▶ **YOUR GOAL**:
Please convert the lines below into a JSON list of strings, one string per line, leaving out any blank lines.

(Pointing and labeling entries)
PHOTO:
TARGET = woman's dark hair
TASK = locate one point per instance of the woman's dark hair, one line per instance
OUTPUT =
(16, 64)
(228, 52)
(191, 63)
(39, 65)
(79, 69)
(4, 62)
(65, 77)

▶ **FULL OUTPUT**:
[
  "PHOTO:",
  "TARGET = woman's dark hair",
  "TASK = locate one point per instance of the woman's dark hair, one line per instance",
  "OUTPUT =",
  "(16, 64)",
  "(228, 52)",
  "(191, 63)",
  "(39, 65)",
  "(79, 69)",
  "(4, 62)",
  "(65, 77)"
]